• _Problem requirements_:
Set down every record once more, exactly as given.

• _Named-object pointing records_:
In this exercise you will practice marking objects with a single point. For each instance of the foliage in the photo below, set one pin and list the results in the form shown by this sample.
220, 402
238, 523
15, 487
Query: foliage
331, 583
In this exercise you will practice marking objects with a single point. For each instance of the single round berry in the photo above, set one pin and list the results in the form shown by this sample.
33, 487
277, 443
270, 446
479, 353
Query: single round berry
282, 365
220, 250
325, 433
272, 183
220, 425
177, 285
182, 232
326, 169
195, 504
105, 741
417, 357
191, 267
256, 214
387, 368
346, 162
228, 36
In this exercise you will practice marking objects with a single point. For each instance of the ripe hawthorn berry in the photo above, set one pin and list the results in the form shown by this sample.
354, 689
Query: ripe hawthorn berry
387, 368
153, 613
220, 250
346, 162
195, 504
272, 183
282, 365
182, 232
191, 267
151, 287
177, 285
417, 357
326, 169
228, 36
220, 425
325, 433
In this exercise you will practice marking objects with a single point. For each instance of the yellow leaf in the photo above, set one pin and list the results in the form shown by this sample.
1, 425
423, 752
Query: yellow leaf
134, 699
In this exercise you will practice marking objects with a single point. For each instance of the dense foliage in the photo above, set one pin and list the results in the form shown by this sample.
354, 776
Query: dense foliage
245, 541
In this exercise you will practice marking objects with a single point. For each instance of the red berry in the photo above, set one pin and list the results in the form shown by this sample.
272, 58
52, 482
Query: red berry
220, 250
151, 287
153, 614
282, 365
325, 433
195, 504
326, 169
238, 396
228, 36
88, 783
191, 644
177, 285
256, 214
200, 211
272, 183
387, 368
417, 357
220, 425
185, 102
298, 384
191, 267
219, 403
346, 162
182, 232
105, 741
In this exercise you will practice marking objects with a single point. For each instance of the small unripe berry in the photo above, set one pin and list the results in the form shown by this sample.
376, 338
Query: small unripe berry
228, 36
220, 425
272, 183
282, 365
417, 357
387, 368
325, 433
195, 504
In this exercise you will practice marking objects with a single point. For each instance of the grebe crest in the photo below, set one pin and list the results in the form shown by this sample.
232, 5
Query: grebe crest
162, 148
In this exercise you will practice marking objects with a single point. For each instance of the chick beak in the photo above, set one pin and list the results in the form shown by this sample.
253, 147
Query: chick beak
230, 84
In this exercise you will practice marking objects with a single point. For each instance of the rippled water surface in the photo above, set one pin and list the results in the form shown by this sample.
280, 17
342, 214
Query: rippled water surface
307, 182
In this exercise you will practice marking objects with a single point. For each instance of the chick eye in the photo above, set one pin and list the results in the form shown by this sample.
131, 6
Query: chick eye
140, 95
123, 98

• _The solution_:
In this exercise you will practice marking objects with a single point. For each instance of the foliage in the photo below, set one pin and list the results in the form shown by this sample.
220, 402
238, 523
15, 487
Query: foliage
331, 583
In this exercise you will practice marking objects with a single point. For each instance of the single round berry in the photo above, set one pin and list the results in the form shown by this sample.
33, 487
277, 443
270, 446
479, 353
Query: single round berry
282, 365
220, 250
325, 433
272, 183
220, 425
177, 285
182, 232
326, 169
195, 504
105, 741
417, 357
191, 267
256, 214
387, 368
346, 162
228, 36
In this exercise you will practice marking objects with a single point. For each instance of the ripe hawthorn berry in the photo above, set one pin and list the results in the form shown by this sample.
354, 689
Query: ripe hawthorn berry
387, 368
153, 613
220, 250
346, 162
195, 504
272, 183
282, 365
182, 232
191, 267
151, 287
177, 285
417, 357
326, 169
228, 36
220, 425
325, 433
In this exercise you will practice marking objects with a single point. For each instance of the yellow leaf in the photo above, set one pin and list the results in the form shown by this sample.
1, 425
423, 752
Query: yellow leaf
134, 699
In this exercise you will practice marking objects with a single point. For each instance of the dense foliage in the photo above, set one pin and list the results in the form shown by this sample.
354, 776
Query: dense foliage
245, 541
In this exercise you will practice marking objects with a single point. For each instance of the red berry in the photo above, set one pin and list the results in the form shown by this sample.
272, 58
52, 482
Query: red berry
220, 250
151, 287
153, 614
282, 365
325, 433
195, 504
326, 169
238, 396
228, 36
88, 783
191, 644
177, 285
256, 214
200, 211
272, 183
387, 368
417, 357
220, 425
185, 102
298, 384
191, 267
219, 403
346, 162
182, 232
105, 741
In this exercise you will practice marking objects with a single point. For each instance of the small unripe berry in the photo above, set one pin and list the results in the form shown by this sample.
376, 338
Query: small unripe berry
228, 36
220, 425
272, 183
282, 365
417, 357
387, 368
325, 433
195, 504
In this exercise you will practice marking objects with a single point. For each instance of the grebe crest in the photo below, set one pin and list the results in the form shown by this sample.
232, 5
Query: grebe crest
162, 148
In this exercise you will practice marking objects with a single point. For each instance of the chick beak in the photo above, set one pin and list the results in the form shown by this sample.
253, 147
Query: chick beak
230, 84
In this exercise you will practice marking objects with a single point. For each instance of the rippled water surface in the photo above, set one pin and list the results in the form shown by this sample.
280, 17
342, 214
Query: rippled water surface
307, 182
In this exercise you will practice marking objects with a single point. For each instance of the chick eye in the photo above, set one pin and list the results in the form shown by this sample.
131, 6
Query: chick eye
140, 95
123, 98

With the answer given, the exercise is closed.